» WHAT YOU SHOULD DO
Look through the data below for the line with "example [(69, 278)]" and the line with "Target: blue sky", then output those two and all lines in between, exactly as written.

» PROVIDED DATA

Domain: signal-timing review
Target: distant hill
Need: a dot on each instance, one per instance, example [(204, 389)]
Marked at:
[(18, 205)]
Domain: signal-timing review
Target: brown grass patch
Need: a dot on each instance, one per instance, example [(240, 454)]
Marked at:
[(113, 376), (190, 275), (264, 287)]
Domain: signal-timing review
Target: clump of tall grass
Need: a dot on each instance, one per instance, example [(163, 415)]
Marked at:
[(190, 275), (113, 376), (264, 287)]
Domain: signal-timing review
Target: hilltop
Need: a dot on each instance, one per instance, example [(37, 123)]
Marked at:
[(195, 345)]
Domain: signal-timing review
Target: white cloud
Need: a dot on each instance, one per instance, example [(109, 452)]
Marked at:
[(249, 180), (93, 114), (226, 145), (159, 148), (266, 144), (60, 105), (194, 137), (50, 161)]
==
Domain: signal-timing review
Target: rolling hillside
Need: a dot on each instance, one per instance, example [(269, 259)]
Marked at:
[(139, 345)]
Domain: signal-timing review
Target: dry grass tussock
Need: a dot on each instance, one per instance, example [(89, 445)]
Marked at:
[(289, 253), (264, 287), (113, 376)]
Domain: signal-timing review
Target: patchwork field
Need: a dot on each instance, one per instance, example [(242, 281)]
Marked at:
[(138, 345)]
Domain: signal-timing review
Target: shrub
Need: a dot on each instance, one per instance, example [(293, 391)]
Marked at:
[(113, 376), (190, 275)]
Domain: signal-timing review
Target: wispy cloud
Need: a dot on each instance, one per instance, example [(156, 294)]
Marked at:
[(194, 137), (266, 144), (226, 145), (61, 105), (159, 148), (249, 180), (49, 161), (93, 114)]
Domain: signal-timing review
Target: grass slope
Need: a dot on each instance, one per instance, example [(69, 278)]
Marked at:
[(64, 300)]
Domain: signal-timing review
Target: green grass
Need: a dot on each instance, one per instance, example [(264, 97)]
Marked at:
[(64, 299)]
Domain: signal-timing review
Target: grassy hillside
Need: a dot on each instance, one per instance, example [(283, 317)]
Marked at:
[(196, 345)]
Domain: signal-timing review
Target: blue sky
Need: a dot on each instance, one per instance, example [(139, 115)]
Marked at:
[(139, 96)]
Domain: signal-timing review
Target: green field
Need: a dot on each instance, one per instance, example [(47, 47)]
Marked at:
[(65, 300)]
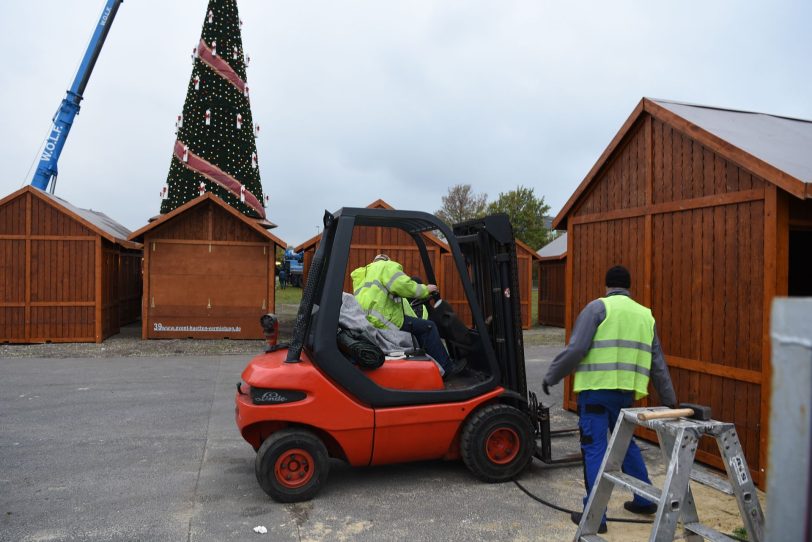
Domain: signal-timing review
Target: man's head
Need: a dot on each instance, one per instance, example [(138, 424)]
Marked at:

» ANSWER SECTION
Need: a dot on each instance, one per instance, example [(69, 278)]
Marked at:
[(64, 300)]
Domain: signal-timing review
Target: green grass
Need: a dot on each instance, one per instance, example [(264, 97)]
Marked at:
[(64, 299)]
Domain: signal-timing review
Target: grassy hillside
Need: a dot on each instance, one per instance, example [(283, 317)]
Marked at:
[(196, 345)]
Domain: signal-timing review
Target: blue sky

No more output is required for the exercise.